- [Assignment] The records below are to be reproduced exactly, with every picture left out.

Referring expression pointing data
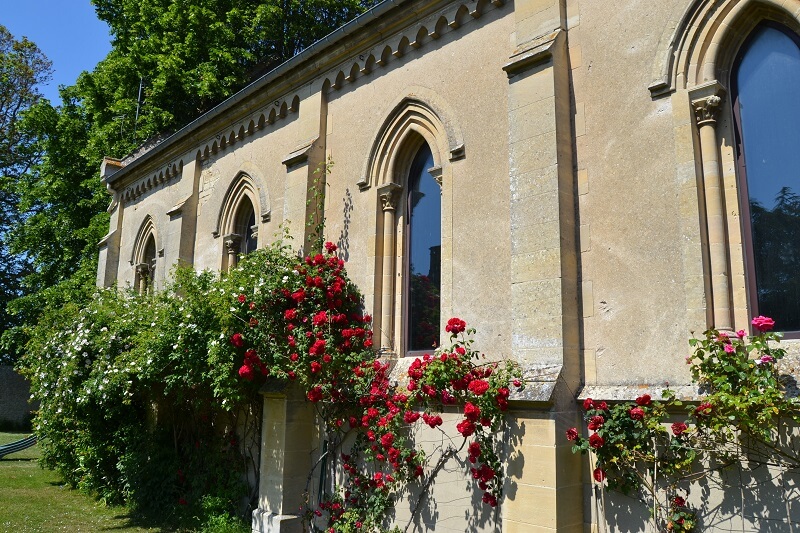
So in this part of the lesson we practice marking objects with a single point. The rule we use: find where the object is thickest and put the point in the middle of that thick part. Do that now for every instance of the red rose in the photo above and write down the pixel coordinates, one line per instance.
(237, 340)
(599, 475)
(478, 387)
(489, 499)
(466, 428)
(636, 413)
(596, 422)
(472, 411)
(763, 323)
(246, 372)
(431, 420)
(315, 394)
(678, 428)
(704, 409)
(474, 449)
(320, 318)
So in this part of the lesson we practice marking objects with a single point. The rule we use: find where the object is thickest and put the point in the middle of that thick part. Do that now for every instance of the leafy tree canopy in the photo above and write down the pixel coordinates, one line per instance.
(171, 60)
(22, 67)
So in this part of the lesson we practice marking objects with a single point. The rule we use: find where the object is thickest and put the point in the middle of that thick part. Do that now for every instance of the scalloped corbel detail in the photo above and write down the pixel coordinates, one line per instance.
(532, 53)
(416, 36)
(299, 155)
(238, 132)
(145, 184)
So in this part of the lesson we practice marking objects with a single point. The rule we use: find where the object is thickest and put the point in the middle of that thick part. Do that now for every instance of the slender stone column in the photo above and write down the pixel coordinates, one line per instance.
(143, 273)
(706, 110)
(389, 195)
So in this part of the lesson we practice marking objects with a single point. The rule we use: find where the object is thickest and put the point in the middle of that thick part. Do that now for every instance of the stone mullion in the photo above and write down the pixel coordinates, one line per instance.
(389, 196)
(706, 110)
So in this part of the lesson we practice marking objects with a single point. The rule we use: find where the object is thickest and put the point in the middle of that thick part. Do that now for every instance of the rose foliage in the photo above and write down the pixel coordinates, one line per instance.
(308, 327)
(153, 399)
(740, 415)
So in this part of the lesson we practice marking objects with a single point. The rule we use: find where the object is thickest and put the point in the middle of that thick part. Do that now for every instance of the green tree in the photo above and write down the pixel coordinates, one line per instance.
(170, 62)
(22, 67)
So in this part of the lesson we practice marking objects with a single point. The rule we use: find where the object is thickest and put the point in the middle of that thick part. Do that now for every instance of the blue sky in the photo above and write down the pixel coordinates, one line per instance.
(67, 31)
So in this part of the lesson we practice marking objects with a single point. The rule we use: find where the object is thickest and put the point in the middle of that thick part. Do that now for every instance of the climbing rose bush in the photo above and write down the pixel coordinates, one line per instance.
(154, 400)
(308, 328)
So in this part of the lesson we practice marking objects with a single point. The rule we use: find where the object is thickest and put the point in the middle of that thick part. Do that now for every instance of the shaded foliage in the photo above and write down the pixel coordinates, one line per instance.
(170, 62)
(22, 67)
(776, 233)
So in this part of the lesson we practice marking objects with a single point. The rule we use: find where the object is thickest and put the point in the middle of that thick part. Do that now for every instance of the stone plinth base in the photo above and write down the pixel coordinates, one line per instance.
(266, 522)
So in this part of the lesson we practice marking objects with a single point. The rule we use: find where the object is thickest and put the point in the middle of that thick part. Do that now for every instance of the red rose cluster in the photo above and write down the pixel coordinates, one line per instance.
(453, 377)
(313, 331)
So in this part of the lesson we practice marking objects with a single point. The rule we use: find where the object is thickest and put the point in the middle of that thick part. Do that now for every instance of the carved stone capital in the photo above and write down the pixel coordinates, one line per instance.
(706, 100)
(706, 109)
(436, 174)
(143, 269)
(389, 195)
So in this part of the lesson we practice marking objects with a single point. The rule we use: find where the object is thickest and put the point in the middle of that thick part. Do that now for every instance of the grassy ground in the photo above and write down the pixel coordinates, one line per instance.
(34, 500)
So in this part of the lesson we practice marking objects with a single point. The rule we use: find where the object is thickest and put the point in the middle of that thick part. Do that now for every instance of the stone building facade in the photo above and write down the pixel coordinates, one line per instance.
(590, 202)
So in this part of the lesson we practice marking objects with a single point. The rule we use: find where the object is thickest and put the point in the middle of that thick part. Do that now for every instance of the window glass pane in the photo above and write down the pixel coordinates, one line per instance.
(767, 80)
(245, 221)
(424, 253)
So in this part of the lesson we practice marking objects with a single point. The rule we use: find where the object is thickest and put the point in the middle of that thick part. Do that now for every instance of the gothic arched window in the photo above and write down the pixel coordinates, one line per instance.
(765, 83)
(423, 254)
(239, 223)
(144, 257)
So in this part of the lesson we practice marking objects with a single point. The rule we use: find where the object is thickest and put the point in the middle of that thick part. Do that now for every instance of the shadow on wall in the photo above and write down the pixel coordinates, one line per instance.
(453, 501)
(344, 236)
(15, 411)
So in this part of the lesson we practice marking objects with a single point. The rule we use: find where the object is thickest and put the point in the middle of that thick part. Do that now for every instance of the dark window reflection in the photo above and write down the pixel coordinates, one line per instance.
(246, 226)
(766, 82)
(424, 218)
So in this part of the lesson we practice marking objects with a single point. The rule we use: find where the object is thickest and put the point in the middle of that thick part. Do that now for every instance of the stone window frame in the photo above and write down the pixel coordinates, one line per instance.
(242, 188)
(411, 123)
(145, 267)
(702, 51)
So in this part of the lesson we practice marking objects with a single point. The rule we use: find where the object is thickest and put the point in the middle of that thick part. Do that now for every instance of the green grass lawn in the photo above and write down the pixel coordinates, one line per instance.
(35, 500)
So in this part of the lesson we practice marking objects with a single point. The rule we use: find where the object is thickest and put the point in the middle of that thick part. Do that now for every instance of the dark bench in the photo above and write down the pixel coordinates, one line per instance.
(17, 446)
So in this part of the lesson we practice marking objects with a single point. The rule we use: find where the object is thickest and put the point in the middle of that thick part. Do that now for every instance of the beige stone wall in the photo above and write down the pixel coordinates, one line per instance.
(576, 222)
(475, 193)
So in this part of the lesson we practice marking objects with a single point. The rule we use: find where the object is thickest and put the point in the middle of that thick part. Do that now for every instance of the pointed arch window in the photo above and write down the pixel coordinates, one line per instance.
(765, 82)
(422, 263)
(144, 257)
(239, 223)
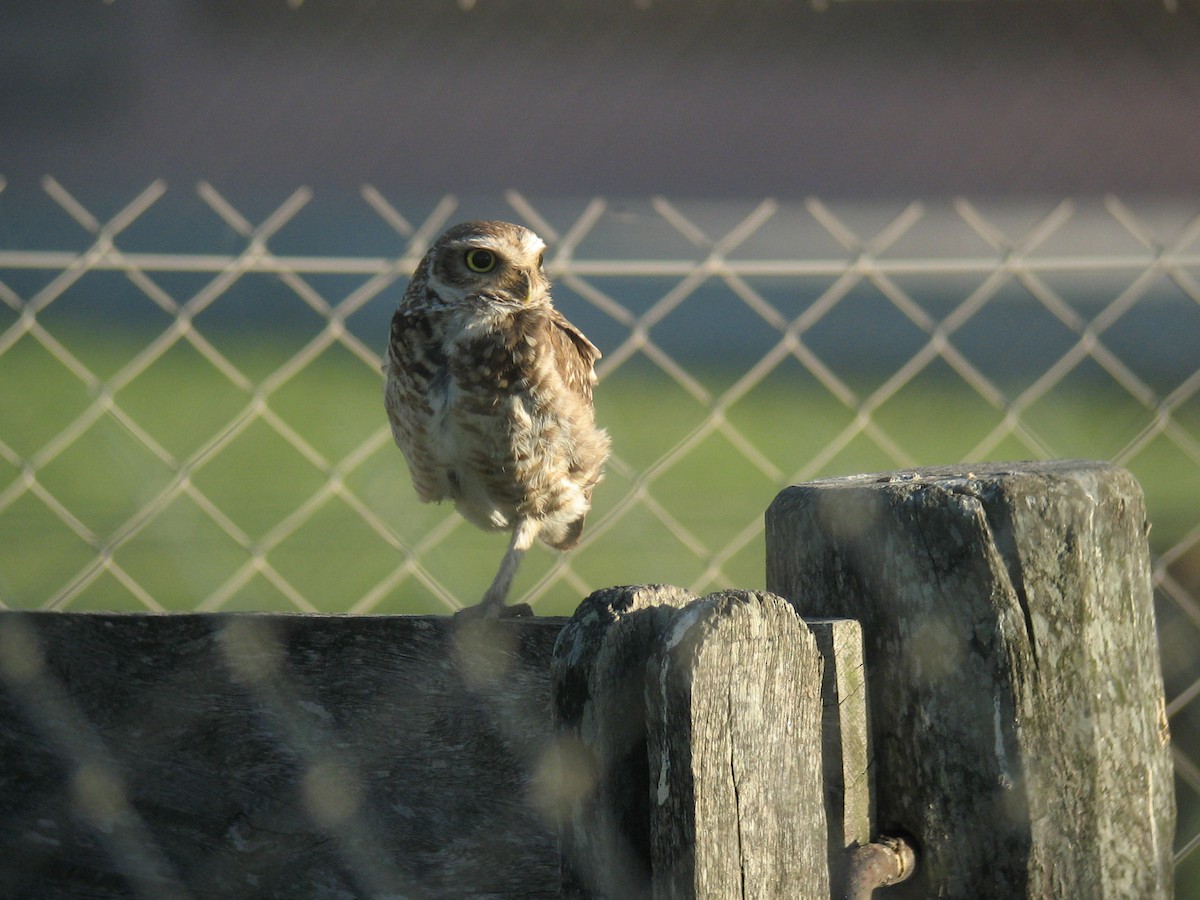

- [Output for this exercise]
So in this part of the lesson we practice marking objects with a single point. The rule we use: find where the object is thickest and put the point in the middle of that thick part. Do that now for every instance of the red rose in the photo above and write down the pixel coordinates, one line per instance.
(237, 340)
(599, 475)
(478, 387)
(489, 499)
(466, 428)
(636, 413)
(596, 422)
(472, 411)
(763, 323)
(246, 372)
(431, 420)
(315, 394)
(678, 428)
(704, 409)
(474, 449)
(320, 318)
So in this part of the lesson we practice marking objects with a single point. The rule we use: find where the object is thickest and put the point in the middle of that thick part. Do that now for every instance of the leafy tree canopy in the photo above and write down the pixel coordinates, one line per instance.
(171, 60)
(22, 67)
So in this part of the lesson we practice marking objects with a single point. The rule we use: find where the object is thickest and put the point in the middle of that thick part. Do that now for every instance of the scalloped corbel detail in the photo above and write down the pixel coordinates, one line per instance.
(532, 53)
(416, 36)
(299, 155)
(238, 132)
(145, 184)
So in this part of the lesson we practice marking objects with a single point. The rule we use: find where the object is thickest and put the point in the middle of that thick part. Do that now for every instance of the slender stone column in the photo above and write down the pixel coordinates, one line per instance.
(143, 273)
(706, 110)
(389, 195)
So in this part of the lesson we practice marking objects with a single point. The rule we use: find where the object is thickest and put the point in the middle of that thick part. Do that now for every instance of the stone mullion in the photo above and write down the pixel coordinates, one line per instance.
(389, 196)
(706, 110)
So in this part of the lesson we practice marking objects with a single point. The rule we use: find where the object is thickest and put the point in the middle of that thick part. Do that now for every instance of the rose foliage in the photo above and write down the pixel coordinates, one line per instance.
(308, 327)
(153, 399)
(740, 415)
So in this part of the lesson we practice marking objects with a single point. The rule we use: find where the object is thickest and put the point in the middle of that thick part. Do that now for every instance of the green tree in the photo above and write down the pixel coordinates, one line per instance.
(170, 62)
(22, 67)
So in this part of the lesson we practice marking objects with a single point. The rule we use: find where the object is thickest and put the point in the middle of that thick part. Do that now for every instance of the blue sky in the photo above and write down the pixel coordinates, one line per instance.
(67, 31)
So in this part of the lesson we practice marking objects with a single point. The rule we use: find where the object is thickest and put the point in the middle of that thick part. Do that now for every instance of the climbing rose bush in the photo above and write down the pixel coordinates, one line per instance.
(154, 400)
(308, 328)
So in this part of the lesson we practice marking objects with a single point. The rule we use: find where the object is thickest and put the point in the middle of that thick part. Do that now for every instance of the shaded foliage in the photo above and write down the pixel coordinates, one line per instance.
(170, 62)
(22, 67)
(776, 233)
So in this part of the lesson we practice marking objects with a single point. The rule we use: find where the object is thickest and put the point in the middle of that thick part. Do that now for every instance of the stone plinth base in the photo above and write down the pixel coordinates, one line per instance.
(266, 522)
So in this part of the lesson we practice marking objects with a single point. The rule we use: find where the object is thickest and put the point in the middle of that thick part. Do that now for every instance of the red rose cluster in the photo above and write down the pixel coordinates, one line per instance.
(453, 377)
(313, 331)
So in this part of the lesson we practice marking objects with a single point. The rule we use: find where the object is thickest and put the point in the middle of that thick part. Do that now for every instance of the carved stone capital in the photo above and write down the pixel coordinates, one line per instance.
(706, 100)
(706, 109)
(436, 174)
(143, 269)
(389, 195)
So in this part of the lesson we practice marking objects with a single point. The rule we use: find where the object is thickest and put the point in the middle of that thick part. Do that now for every instance of the grassy ground in the photo above and write down the pixel coordinates, one line per instance.
(34, 500)
So in this part of the lesson we practice marking objects with a single point. The rule we use: find where the object is thickest and put the point in the middle of that thick part. Do that now for every instance of the stone building facade in the photo above and write down the pixel coordinates, one line per instance.
(590, 202)
So in this part of the lesson we practice marking objects with a single point. The rule we use: find where the object is thickest and put the point in the middle of that thick part. Do that now for every instance of the window glass pane in the photo above and write down the pixel coordinates, one line per instance.
(767, 80)
(245, 221)
(424, 253)
So in this part of the lesson we practice marking objects with a single point. The rule we use: find where the object is thickest and put the point in the middle of that thick part. Do that now for every instance of the gothic arched window in the photo above and write down the pixel coordinates, one line per instance.
(765, 83)
(423, 254)
(239, 223)
(144, 257)
So in this part of the lesson we practice marking objects with a single point. The rule we use: find where the object is thickest and put the point in the middle of that thick part. Do that now for every instance of the shadow on wall in the photo above and write down the pixel coordinates, one line per instance.
(453, 501)
(344, 236)
(15, 411)
So in this part of the lesson we practice marking objects with a single point. The rule we use: find where the object is thickest and put the point in the middle of that thick part. Do that now for every instance of the dark window reflection in the photo above and write down the pixel coordinates, one line per instance.
(246, 226)
(766, 82)
(424, 218)
So in this part of the lesson we practice marking objects with a single point. The rule we use: find where the object is thickest and put the point in the middle of that thick part. Do that now for every instance of the stone window frame in the photo above and write down the pixel coordinates, one line per instance.
(242, 188)
(411, 123)
(145, 267)
(702, 51)
So in this part of the lesson we practice marking objects with a single point. The rule we use: find where the object is thickest and put the point in the middle of that thick part. Do that now for every instance of the green grass lawn in the photo above and write down the pixel coordinates, one line per instance.
(35, 500)
So in this part of the lesson we practice marking objects with a single point. The rule we use: find where the object is thickest and put the point in the middle of that thick part. Do that now for every instance of the dark bench in the photo above and write down the pixel coordinates, one line per instance.
(17, 446)
So in this part of the lesson we practice marking objects with a single point. The rule we use: find where the object is thickest and put the point in the middle of that thick part. Do that now for every instance of the beige stone wall in the photo above and write down the pixel coordinates, one line per instance.
(576, 222)
(475, 193)
So in this part of the lesson we practice marking objects with a single point. The rule we use: find where the object is thickest and put the point in the middle of that thick part. Do that now for every instance of the pointed arch window in the photo above and write down the pixel coordinates, one line per instance.
(765, 82)
(422, 263)
(144, 257)
(239, 223)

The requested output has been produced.